> EXTRAIT:
Dans L’Union sacrée, la grande œuvre de ces fanatiques restent néanmoins à l’état embryonnaire, Alexandre Arcady se refusant à partir dans une surenchère de violences arbitraires. Il limite l’action des terroristes à des règlements de comptes entre voyous. Tout au plus évoque-t-il l’histoire récente en reproduisant l’attentat de la rue des Rosiers perpétré le 9 août 1982 dans un restaurant parisien tenu par une figure de la communauté juive. Dans le cas présent, il s’en sert à des fins purement dramatiques puisque l’attentat touche le restaurant de la famille Atlan, précipitant Simon dans la spirale de la vengeance, laquelle amène le dernier acte. Un moyen aussi de rappeler, alors que les deux flics s’étaient rapprochés au point d’apprécier désormais travailler ensemble, à quel point ils demeurent différents dans leur réaction face aux événements. Simon Atlan conserve cette image de la tête brûlée qui fonce dans le tas au mépris du danger lorsque Karim, plus réfléchi et au fait de certaine réalités, préfère œuvrer dans l’ombre sous couvert de respectabilité. Marchant sur des œufs, Alexandre Arcady offre une fin mi-figue mi-raisin, comme soucieux de ne pas prêter le flanc à une quelconque récupération nauséabonde. En n’assumant pas la dimension fictionnelle de son film, il n’hésite pas à prendre le spectateur par la main afin de lui signifier qu’elle est la meilleure façon d’agir dans une situation pareille. Une manière de se dédouaner tout en enfonçant des portes ouvertes qui laisse comme une grosse impression d’enfumage.

> DONNÉES AFFICHÉES:
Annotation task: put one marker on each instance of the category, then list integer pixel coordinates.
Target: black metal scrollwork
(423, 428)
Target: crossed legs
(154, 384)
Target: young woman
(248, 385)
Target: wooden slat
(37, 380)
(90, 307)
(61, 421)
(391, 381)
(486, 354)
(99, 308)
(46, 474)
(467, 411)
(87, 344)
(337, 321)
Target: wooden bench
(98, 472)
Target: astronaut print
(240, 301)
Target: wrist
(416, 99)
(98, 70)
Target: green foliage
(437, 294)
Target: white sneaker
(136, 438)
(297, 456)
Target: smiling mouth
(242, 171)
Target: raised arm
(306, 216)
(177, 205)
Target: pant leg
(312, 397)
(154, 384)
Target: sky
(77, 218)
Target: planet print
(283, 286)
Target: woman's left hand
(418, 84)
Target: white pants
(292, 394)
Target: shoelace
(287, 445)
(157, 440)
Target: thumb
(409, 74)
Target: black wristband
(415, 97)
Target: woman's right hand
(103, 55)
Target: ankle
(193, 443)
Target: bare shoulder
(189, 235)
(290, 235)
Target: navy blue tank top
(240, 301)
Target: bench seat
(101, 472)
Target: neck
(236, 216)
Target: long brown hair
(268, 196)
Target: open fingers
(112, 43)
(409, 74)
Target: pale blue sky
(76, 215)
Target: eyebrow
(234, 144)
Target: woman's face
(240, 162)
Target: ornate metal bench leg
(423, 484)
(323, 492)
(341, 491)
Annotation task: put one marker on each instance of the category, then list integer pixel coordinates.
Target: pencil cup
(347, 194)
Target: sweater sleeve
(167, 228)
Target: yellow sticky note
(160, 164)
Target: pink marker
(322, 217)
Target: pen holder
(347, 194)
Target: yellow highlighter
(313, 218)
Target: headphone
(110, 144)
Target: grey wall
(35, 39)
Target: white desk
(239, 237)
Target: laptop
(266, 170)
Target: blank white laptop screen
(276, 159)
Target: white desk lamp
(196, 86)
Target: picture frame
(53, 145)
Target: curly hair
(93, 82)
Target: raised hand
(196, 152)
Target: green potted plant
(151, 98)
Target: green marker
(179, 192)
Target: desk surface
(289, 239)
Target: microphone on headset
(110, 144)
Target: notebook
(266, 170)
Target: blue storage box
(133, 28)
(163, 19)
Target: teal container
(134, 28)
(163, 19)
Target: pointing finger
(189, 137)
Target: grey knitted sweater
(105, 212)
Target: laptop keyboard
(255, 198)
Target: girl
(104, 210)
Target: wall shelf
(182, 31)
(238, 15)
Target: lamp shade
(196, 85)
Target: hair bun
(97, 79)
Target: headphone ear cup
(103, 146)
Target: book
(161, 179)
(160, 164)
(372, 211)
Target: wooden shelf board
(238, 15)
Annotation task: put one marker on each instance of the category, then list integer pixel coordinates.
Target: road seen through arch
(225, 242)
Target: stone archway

> TÂCHES À FAIRE:
1. Traduisez en anglais cette phrase de l’extrait sur L’Union sacrée : « Il limite l’action des terroristes à des règlements de comptes entre voyous. »
2. Reprenez l’extrait sur L’Union sacrée à la suite de sa dernière phrase et écrivez-en la suite.

> RÉPONSES AUX TÂCHES:
1. He limits the terrorists' actions to settling scores between thugs.

2.
En définitive, L’Union sacrée laisse sur une impression mitigée, indépendamment de la musique pas toujours très heureuse signée Jean-Jacques Goldman. Portée par les bonnes prestations de Richard Berry et Patrick Bruel, la partie buddy movie fonctionne parfaitement. Les échanges sont vifs et s’imbriquent pleinement à l’enquête policière en cours. Le récit perd de son souffle à mesure qu’Alexandre Arcady dilue son intrigue policière dans l’intimité de ses personnages, les précipitant dans un improbable triangle amoureux. Quant au contexte, il est constamment phagocyté par de grosses ficelles scénaristiques (Karim gagne la confiance d’Ali Radjani en deux phrases échangées) qui empêchent de prendre cette histoire au sérieux, en dépit de bonnes intentions.